:: YOUR ASSIGNMENT ::
Write out the records below once more, exactly as they stand.

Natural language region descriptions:
==================================================
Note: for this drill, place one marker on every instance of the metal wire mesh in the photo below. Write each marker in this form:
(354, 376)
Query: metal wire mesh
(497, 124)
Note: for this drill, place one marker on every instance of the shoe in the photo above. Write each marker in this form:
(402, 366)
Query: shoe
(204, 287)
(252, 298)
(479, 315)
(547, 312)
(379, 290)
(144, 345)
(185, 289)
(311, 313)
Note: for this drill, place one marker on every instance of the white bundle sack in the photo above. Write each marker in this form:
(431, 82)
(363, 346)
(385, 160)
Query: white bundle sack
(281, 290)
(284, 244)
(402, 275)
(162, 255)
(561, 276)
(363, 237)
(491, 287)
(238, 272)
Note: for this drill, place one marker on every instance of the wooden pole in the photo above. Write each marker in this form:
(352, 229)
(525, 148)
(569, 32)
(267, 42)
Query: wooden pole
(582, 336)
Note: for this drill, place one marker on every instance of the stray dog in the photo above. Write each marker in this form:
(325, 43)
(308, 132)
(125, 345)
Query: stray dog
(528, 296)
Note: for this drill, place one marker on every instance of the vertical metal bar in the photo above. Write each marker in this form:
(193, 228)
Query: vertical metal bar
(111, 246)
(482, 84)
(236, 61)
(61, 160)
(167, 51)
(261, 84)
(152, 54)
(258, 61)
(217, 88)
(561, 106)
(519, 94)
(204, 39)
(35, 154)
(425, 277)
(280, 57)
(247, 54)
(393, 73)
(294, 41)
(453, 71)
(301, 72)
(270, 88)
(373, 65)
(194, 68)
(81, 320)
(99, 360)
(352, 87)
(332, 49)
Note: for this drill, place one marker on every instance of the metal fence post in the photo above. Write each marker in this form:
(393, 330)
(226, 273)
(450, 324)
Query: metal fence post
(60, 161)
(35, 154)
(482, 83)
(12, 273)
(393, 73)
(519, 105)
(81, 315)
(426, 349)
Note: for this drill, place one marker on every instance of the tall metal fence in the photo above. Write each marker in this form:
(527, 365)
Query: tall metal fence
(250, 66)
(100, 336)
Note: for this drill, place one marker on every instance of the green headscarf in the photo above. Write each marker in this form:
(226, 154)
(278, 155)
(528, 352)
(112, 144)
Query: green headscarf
==================================================
:: SOLUTION ::
Note: for this drill, place one marker on every instance of the metal wire mesh in the photo below. Write each marker in this form:
(354, 376)
Query: metal wire mesh
(497, 124)
Note: for this drill, place one marker on every instance of the shoe in the photo above. Write each marker in this form:
(402, 366)
Query: shoe
(204, 287)
(252, 298)
(479, 315)
(547, 312)
(379, 290)
(144, 345)
(185, 289)
(311, 313)
Note: for this drill, place one marker on every instance of the white bundle sack in the photo above. Write each marker in this form:
(431, 82)
(363, 346)
(385, 160)
Query: white bundle sack
(281, 290)
(284, 244)
(402, 275)
(162, 255)
(561, 276)
(363, 237)
(491, 287)
(238, 272)
Note: for this drill, place one marker on every instance of the wooden pole in the photo above. Write each marker in this form:
(352, 229)
(525, 148)
(569, 32)
(267, 42)
Query: wooden pole
(582, 336)
Note: for this drill, place one marker on every instance of the stray dog in the photo above. Write each marker in this form:
(325, 43)
(308, 132)
(125, 345)
Query: stray dog
(528, 296)
Note: for this drill, place one marker on every instance of the vertical metal bar in the photo above. Write each marker in this form:
(193, 228)
Query: vertical metal bar
(111, 246)
(482, 84)
(236, 61)
(61, 160)
(167, 51)
(261, 84)
(152, 54)
(258, 61)
(217, 88)
(561, 106)
(519, 94)
(204, 39)
(35, 154)
(425, 277)
(280, 57)
(247, 54)
(393, 73)
(294, 41)
(453, 71)
(301, 72)
(270, 88)
(373, 65)
(194, 68)
(81, 320)
(99, 360)
(352, 87)
(332, 49)
Note: for this drill, place one marker on every instance of the metal fence post in the photo above. Write each marker in this form:
(393, 330)
(226, 273)
(450, 324)
Query: metal fence post
(60, 161)
(35, 154)
(482, 83)
(12, 273)
(393, 73)
(519, 105)
(81, 315)
(426, 349)
Note: for this drill, place one marker on every instance of the tall metal fence in the photo above. Write each marker in this form:
(527, 365)
Query: tall metal fence
(250, 66)
(100, 336)
Note: for this drill, place one marker on every instance of the green headscarf in the photo above. Write each marker in this form:
(226, 154)
(278, 155)
(528, 352)
(112, 144)
Query: green headscarf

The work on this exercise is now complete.